§ **RECORDS SHOWN**:

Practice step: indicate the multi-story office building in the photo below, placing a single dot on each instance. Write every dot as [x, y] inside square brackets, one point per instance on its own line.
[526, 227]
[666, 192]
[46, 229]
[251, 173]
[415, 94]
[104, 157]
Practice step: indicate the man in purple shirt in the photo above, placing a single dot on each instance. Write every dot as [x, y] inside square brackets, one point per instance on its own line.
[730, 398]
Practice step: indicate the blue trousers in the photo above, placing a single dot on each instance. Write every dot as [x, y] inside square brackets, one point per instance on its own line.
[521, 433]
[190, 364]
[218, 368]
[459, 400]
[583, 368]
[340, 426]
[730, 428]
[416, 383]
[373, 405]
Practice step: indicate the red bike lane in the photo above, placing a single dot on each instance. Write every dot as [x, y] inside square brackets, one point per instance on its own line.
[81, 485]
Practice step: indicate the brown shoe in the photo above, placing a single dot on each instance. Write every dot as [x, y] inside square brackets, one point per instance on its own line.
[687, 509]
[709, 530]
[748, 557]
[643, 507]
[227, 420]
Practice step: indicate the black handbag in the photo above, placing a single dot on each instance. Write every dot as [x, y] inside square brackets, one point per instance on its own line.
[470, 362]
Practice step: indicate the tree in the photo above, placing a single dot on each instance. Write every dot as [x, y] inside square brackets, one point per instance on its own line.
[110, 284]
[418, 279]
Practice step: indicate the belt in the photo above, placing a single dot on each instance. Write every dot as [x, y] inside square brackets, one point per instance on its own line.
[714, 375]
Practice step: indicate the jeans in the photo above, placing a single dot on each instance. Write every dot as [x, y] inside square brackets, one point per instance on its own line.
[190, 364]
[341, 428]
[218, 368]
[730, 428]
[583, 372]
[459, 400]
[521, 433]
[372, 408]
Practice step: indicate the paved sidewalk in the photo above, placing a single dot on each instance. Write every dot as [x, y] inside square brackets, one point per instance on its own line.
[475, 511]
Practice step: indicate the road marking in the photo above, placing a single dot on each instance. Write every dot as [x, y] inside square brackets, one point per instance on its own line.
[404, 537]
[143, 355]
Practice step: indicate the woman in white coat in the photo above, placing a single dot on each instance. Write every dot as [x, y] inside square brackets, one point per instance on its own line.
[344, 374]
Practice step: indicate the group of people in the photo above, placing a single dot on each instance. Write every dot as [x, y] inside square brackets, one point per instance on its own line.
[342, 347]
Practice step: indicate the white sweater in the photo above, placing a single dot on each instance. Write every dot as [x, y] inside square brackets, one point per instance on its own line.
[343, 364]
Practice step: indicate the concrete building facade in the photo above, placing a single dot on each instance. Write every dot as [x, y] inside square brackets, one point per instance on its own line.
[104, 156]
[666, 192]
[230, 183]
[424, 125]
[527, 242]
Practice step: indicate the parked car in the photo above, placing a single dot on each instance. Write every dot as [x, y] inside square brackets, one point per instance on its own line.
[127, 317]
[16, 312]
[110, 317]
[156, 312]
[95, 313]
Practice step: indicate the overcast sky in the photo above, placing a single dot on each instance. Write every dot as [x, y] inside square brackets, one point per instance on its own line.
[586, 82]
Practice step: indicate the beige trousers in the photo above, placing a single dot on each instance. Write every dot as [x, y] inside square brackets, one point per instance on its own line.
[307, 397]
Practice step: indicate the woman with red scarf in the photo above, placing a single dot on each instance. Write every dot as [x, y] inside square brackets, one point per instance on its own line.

§ **GOAL OF THE EXERCISE**:
Repeat the listing in full, keeping every line exactly as it is.

§ **REPLY TO THE TASK**:
Practice step: indicate the multi-story office building in the photo below, placing a single dot on each instance. Write every dot as [x, y] inside square brackets, one point per instance on its own line.
[526, 227]
[666, 192]
[46, 229]
[251, 173]
[415, 94]
[104, 157]
Practice step: indicate the man in purple shirt in the photo above, placing a single dot on each instance. Write every dot as [x, y] inside square brackets, one point per instance on its own line.
[730, 398]
Practice step: indicate the blue trousers in the photo above, placing a single dot on each instance. Write every dot as [x, y] inside square brackets, one point per instance on its own line.
[521, 433]
[190, 364]
[218, 368]
[459, 400]
[583, 368]
[340, 426]
[730, 428]
[416, 383]
[373, 405]
Practice step: indicate the red bike lane in the photo above, placing a single dot on each instance. Write every dot as [x, y] inside square brackets, one point per instance on its own line.
[81, 485]
Practice step: indicate the brown shoe in the photo above, placing a single dot on each instance. Write every dot as [x, y] inside square brackets, one point per instance on its own line.
[687, 509]
[709, 530]
[748, 557]
[643, 507]
[227, 420]
Practice step: indicate the black handbag in the photo above, placing a single dot on each instance. Write every dot as [x, y] inside square brackets, one point per instance on its own line.
[470, 362]
Practice step: indicate the tree in the photo above, placing a single dot on each instance. Write every dot as [x, y] inside square brackets, one point per instance on its own line.
[110, 284]
[418, 279]
Practice step: indicate the belt in the photo above, placing a single dot on each instance. Write every dot as [x, y] inside square brackets, one point per instance on its own line.
[714, 375]
Practice step: indicate the jeans in the photo above, placing a single dot on each instance. Write every dot as [x, y] inside square brackets, one point per instance on its own line.
[190, 364]
[341, 428]
[218, 368]
[730, 428]
[583, 372]
[459, 400]
[521, 433]
[372, 408]
Practice step: indicate the paved sidewalk in the photo above, placing a single dot on each instance. Write every dot as [x, y] inside square brackets, one point per instance on its own line.
[475, 511]
Practice step: indicate the road marking in the photo above, placing a single dot on each instance. Write every dot as [x, y] inside square brackets, one point per instance on its own line.
[404, 537]
[143, 355]
Practice step: indicate the woman in white coat in the photo above, placing a single dot on each instance. Write every dot as [x, y] inside square brackets, one point per instance on its own line.
[344, 374]
Practice step: indicate the group of people in the photo above, placing a single dot on each instance. Write every dot as [x, y] inside square brackets, one point per instance on its own line.
[342, 347]
Practice step: indicate the white sweater in the photo above, placing a single dot on each instance. Write every dot as [x, y] inside square brackets, one point per instance on its own line.
[343, 364]
Practice step: indicate the concrete building facade in the photo above, placing a single dot on each instance. Write every dot as [x, y] inside square brackets, one point per instance on its own line.
[104, 156]
[666, 192]
[230, 183]
[424, 125]
[527, 242]
Practice step: indicate the parked car in the photo above, placing a single dot on each instance. Write every dot as [x, y] inside square brackets, one point per instance on its own line.
[127, 317]
[16, 312]
[110, 317]
[156, 312]
[95, 313]
Practice step: indicate the overcast sky in the photo above, placing a single dot on each instance. Write every dot as [x, y] inside square brackets, one point per instance on its own line.
[586, 82]
Practice step: indicate the beige trousers in the photo above, placing a single dot on each instance. Write every dot as [x, y] inside square brackets, one point per instance on its own line.
[307, 397]
Practice step: indicate the woman with red scarf in the photo above, placing a single dot on each instance. Write every dot as [x, y] inside square brackets, one point per instance on its own line.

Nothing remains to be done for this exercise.